**THE TASK**
Give back the data in full, with every line exact.

--- RECORD EXCERPTS Enclosed Below ---

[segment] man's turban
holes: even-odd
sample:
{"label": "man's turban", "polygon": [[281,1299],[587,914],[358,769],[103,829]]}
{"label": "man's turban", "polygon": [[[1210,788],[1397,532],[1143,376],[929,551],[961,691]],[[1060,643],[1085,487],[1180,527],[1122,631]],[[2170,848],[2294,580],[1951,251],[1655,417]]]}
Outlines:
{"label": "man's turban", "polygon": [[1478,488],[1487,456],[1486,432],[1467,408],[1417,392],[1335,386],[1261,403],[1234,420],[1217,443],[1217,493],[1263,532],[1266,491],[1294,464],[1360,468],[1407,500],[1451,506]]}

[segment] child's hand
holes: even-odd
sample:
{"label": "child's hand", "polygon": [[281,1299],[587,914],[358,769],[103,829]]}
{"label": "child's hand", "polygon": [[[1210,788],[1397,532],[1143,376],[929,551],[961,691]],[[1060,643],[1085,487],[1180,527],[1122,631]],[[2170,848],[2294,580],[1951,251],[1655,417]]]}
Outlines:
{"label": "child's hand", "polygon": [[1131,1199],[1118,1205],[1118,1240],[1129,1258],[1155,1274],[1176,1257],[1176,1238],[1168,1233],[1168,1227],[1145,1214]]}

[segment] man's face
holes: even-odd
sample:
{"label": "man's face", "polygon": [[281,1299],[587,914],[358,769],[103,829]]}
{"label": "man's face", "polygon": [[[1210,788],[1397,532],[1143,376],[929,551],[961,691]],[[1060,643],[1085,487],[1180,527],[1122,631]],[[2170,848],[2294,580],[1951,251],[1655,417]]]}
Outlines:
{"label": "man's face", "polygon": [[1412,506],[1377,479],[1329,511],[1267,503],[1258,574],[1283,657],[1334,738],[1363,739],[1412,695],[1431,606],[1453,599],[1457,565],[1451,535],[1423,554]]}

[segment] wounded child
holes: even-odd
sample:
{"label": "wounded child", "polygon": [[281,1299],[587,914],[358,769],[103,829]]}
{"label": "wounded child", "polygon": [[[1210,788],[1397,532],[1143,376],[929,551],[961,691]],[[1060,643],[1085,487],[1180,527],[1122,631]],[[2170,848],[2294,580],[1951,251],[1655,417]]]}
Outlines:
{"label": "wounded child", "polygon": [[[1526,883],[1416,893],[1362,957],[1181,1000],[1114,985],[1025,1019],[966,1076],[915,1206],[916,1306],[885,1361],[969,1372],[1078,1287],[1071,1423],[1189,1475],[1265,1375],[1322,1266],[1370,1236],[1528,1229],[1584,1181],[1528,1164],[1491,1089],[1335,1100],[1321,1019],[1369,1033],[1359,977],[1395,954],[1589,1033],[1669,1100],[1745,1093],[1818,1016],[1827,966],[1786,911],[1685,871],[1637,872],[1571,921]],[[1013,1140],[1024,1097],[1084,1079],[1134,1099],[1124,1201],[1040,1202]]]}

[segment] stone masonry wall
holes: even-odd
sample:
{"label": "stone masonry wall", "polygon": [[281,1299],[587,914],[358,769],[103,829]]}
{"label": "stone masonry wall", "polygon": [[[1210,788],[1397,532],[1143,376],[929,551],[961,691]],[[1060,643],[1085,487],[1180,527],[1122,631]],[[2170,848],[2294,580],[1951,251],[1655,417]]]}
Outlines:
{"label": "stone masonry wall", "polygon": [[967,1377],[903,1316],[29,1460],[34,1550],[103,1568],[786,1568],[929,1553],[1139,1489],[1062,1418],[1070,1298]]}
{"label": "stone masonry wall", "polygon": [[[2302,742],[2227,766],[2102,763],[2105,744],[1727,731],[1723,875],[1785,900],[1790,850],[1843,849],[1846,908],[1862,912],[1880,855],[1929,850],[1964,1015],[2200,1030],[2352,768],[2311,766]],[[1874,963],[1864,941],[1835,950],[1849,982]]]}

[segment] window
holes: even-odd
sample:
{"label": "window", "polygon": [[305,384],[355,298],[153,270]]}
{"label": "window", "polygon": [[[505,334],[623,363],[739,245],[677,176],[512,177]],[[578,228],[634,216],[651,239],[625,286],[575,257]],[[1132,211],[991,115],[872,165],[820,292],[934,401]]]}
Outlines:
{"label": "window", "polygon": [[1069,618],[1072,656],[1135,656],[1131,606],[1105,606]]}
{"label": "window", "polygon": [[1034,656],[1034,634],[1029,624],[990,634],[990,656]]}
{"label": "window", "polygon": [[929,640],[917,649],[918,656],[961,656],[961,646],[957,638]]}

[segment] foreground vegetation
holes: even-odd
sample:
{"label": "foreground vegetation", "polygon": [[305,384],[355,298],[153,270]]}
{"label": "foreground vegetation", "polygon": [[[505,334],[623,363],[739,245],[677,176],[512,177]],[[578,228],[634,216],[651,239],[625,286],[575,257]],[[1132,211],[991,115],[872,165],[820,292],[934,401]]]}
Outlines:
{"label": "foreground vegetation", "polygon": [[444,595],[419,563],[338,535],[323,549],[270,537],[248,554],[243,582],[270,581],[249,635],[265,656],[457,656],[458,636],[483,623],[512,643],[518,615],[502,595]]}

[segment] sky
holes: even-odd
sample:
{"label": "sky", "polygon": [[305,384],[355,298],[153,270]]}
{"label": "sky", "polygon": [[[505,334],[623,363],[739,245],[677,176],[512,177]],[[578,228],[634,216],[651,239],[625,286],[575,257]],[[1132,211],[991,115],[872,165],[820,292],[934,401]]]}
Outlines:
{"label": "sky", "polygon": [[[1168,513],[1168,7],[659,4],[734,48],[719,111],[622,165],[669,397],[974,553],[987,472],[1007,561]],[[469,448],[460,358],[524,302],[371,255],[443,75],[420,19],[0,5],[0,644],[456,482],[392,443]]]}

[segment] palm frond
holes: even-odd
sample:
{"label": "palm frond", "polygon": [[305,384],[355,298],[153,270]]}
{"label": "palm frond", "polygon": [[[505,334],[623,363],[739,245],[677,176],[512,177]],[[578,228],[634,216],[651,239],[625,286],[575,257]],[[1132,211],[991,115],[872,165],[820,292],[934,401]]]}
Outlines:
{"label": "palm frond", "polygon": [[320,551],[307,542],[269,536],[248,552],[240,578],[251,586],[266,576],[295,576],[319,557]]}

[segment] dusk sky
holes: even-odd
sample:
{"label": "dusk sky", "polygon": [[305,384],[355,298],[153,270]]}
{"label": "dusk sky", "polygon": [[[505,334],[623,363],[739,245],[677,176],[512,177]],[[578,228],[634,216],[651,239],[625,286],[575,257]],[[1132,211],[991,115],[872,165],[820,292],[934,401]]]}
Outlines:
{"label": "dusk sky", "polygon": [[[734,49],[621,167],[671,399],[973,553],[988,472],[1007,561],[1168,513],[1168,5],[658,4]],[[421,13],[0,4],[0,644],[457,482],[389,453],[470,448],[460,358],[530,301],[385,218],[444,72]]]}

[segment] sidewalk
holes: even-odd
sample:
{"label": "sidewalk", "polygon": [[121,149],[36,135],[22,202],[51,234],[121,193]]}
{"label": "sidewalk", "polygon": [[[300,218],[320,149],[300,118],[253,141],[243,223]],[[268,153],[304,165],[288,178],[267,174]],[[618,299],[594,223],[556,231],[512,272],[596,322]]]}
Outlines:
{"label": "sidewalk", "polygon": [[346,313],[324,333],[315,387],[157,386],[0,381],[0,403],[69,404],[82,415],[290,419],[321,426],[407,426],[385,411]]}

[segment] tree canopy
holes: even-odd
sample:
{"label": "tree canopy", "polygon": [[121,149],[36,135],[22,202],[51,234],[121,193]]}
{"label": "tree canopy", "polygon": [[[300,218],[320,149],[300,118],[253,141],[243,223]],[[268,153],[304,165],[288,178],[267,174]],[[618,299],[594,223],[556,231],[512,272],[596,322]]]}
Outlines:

--- End of Enclosed RECORD EXCERPTS ---

**ANSWER SECTION**
[segment] man's turban
holes: even-odd
sample:
{"label": "man's turban", "polygon": [[281,1299],[587,914],[358,769],[103,829]]}
{"label": "man's turban", "polygon": [[[1210,788],[1397,532],[1143,376],[929,551],[961,691]],[[1060,643],[1085,487],[1180,527],[1122,631]],[[2170,848],[2294,580],[1951,251],[1655,417]]]}
Outlines:
{"label": "man's turban", "polygon": [[1478,488],[1487,456],[1486,432],[1467,408],[1417,392],[1335,386],[1261,403],[1234,420],[1217,443],[1217,493],[1263,532],[1266,491],[1294,464],[1360,468],[1407,500],[1451,506]]}

[segment] child's hand
holes: even-odd
sample:
{"label": "child's hand", "polygon": [[281,1299],[587,914],[358,769],[103,829]]}
{"label": "child's hand", "polygon": [[[1210,788],[1397,532],[1143,376],[929,551],[961,691]],[[1060,643],[1085,487],[1180,527],[1122,631]],[[2170,848],[2294,580],[1951,251],[1655,417]]]}
Outlines:
{"label": "child's hand", "polygon": [[1131,1199],[1118,1205],[1118,1240],[1129,1258],[1155,1274],[1176,1257],[1176,1238],[1168,1233],[1168,1227],[1145,1214]]}

[segment] man's face
holes: even-odd
sample:
{"label": "man's face", "polygon": [[281,1299],[587,914],[358,769],[103,829]]}
{"label": "man's face", "polygon": [[[1210,788],[1397,532],[1143,376],[929,551],[961,691]],[[1060,643],[1085,487],[1180,527],[1122,631]],[[2170,848],[2294,580],[1951,251],[1655,417]]]}
Outlines:
{"label": "man's face", "polygon": [[1412,506],[1377,479],[1329,511],[1267,503],[1258,574],[1283,657],[1334,738],[1363,739],[1412,695],[1431,606],[1453,599],[1457,565],[1451,535],[1423,554]]}

[segment] wounded child
holes: even-odd
sample:
{"label": "wounded child", "polygon": [[281,1299],[587,914],[358,769],[103,829]]}
{"label": "wounded child", "polygon": [[[1210,788],[1397,532],[1143,376],[929,551],[961,691]],[[1060,643],[1085,487],[1180,527],[1122,631]],[[2170,848],[2294,580],[1951,251],[1655,417]]]}
Outlines:
{"label": "wounded child", "polygon": [[[1526,883],[1416,893],[1362,957],[1181,1000],[1114,985],[1025,1019],[966,1076],[915,1206],[916,1306],[885,1361],[969,1372],[1078,1287],[1071,1423],[1189,1475],[1265,1375],[1322,1266],[1370,1236],[1528,1229],[1584,1181],[1528,1164],[1491,1089],[1335,1100],[1321,1019],[1369,1033],[1359,977],[1395,954],[1589,1033],[1669,1100],[1745,1093],[1818,1016],[1827,966],[1786,911],[1685,871],[1637,872],[1571,921]],[[1013,1140],[1024,1097],[1084,1079],[1134,1099],[1124,1201],[1040,1202]]]}

[segment] stone masonry wall
holes: even-odd
sample:
{"label": "stone masonry wall", "polygon": [[281,1299],[587,914],[358,769],[103,829]]}
{"label": "stone masonry wall", "polygon": [[[1210,788],[1397,532],[1143,376],[929,551],[961,691]],[[1060,643],[1085,487],[1180,527],[1122,631]],[[2170,848],[2294,580],[1951,251],[1655,417]]]}
Outlines:
{"label": "stone masonry wall", "polygon": [[967,1377],[903,1316],[29,1460],[34,1550],[103,1568],[786,1568],[929,1553],[1139,1489],[1062,1418],[1070,1298]]}
{"label": "stone masonry wall", "polygon": [[[2302,742],[2227,766],[2102,763],[2105,744],[1727,731],[1723,875],[1785,900],[1790,850],[1843,849],[1846,908],[1862,912],[1880,855],[1929,850],[1964,1015],[2200,1030],[2352,768],[2311,766]],[[1874,963],[1864,941],[1835,950],[1849,982]]]}

[segment] window
holes: even-odd
sample:
{"label": "window", "polygon": [[305,384],[355,298],[153,270]]}
{"label": "window", "polygon": [[[505,334],[623,363],[739,245],[677,176],[512,177]],[[578,228],[634,216],[651,239],[625,286],[575,257]],[[1132,211],[991,115],[872,165],[820,292],[934,401]]]}
Outlines:
{"label": "window", "polygon": [[1069,618],[1072,656],[1135,656],[1131,606],[1105,606]]}
{"label": "window", "polygon": [[1034,656],[1034,634],[1029,624],[990,634],[990,656]]}
{"label": "window", "polygon": [[929,640],[917,649],[918,656],[961,656],[961,646],[957,638]]}

[segment] foreground vegetation
holes: even-odd
sample:
{"label": "foreground vegetation", "polygon": [[305,384],[355,298],[153,270]]}
{"label": "foreground vegetation", "polygon": [[[505,334],[623,363],[739,245],[677,176],[512,177]],[[578,228],[634,216],[651,239],[625,286],[575,257]],[[1132,211],[991,115],[872,165],[820,292],[934,401]]]}
Outlines:
{"label": "foreground vegetation", "polygon": [[444,595],[419,563],[338,535],[323,549],[270,537],[248,554],[243,582],[270,581],[249,635],[265,656],[457,656],[458,636],[483,623],[512,643],[518,615],[502,595]]}

[segment] sky
holes: even-odd
sample:
{"label": "sky", "polygon": [[305,384],[355,298],[153,270]]}
{"label": "sky", "polygon": [[[505,334],[623,363],[739,245],[677,176],[512,177]],[[578,228],[634,216],[651,239],[625,286],[575,257]],[[1132,211],[991,115],[872,165],[820,292],[934,401]]]}
Outlines:
{"label": "sky", "polygon": [[[1168,513],[1168,7],[659,4],[734,48],[719,111],[622,165],[669,397],[974,553],[987,472],[1007,561]],[[469,448],[460,358],[524,302],[371,255],[443,75],[420,19],[0,5],[0,644],[456,482],[392,443]]]}

[segment] palm frond
holes: even-odd
sample:
{"label": "palm frond", "polygon": [[305,384],[355,298],[153,270]]}
{"label": "palm frond", "polygon": [[[505,334],[623,363],[739,245],[677,176],[512,177]],[[578,228],[634,216],[651,239],[625,286],[575,257]],[[1132,211],[991,115],[872,165],[820,292],[934,401]]]}
Outlines:
{"label": "palm frond", "polygon": [[320,551],[307,542],[269,536],[248,552],[240,578],[251,586],[266,576],[295,576],[319,557]]}

[segment] dusk sky
holes: even-odd
sample:
{"label": "dusk sky", "polygon": [[305,384],[355,298],[153,270]]}
{"label": "dusk sky", "polygon": [[[505,334],[623,363],[739,245],[677,176],[512,177]],[[578,228],[634,216],[651,239],[625,286],[575,257]],[[1132,211],[991,115],[872,165],[820,292],[934,401]]]}
Outlines:
{"label": "dusk sky", "polygon": [[[734,49],[621,167],[671,399],[973,553],[988,472],[1007,561],[1168,513],[1168,5],[658,4]],[[421,13],[0,4],[0,644],[457,482],[389,453],[470,448],[460,358],[530,301],[385,218],[444,72]]]}

[segment] sidewalk
holes: even-odd
sample:
{"label": "sidewalk", "polygon": [[121,149],[36,135],[22,202],[51,234],[121,193]]}
{"label": "sidewalk", "polygon": [[[300,218],[320,149],[300,118],[253,141],[243,223]],[[268,153],[304,165],[288,178],[267,174]],[[618,299],[594,223],[556,231],[512,272],[596,322]]]}
Outlines:
{"label": "sidewalk", "polygon": [[346,313],[324,333],[315,387],[157,386],[0,381],[0,403],[69,404],[82,415],[290,419],[321,426],[407,426],[385,411]]}

[segment] tree canopy
holes: even-odd
sample:
{"label": "tree canopy", "polygon": [[121,149],[36,135],[22,202],[51,234],[121,193]]}
{"label": "tree canopy", "polygon": [[[300,218],[320,149],[300,118],[253,141],[243,223]],[[268,153],[304,165],[288,178],[267,174]],[[618,299],[594,223],[556,231],[512,272],[596,322]]]}
Outlines:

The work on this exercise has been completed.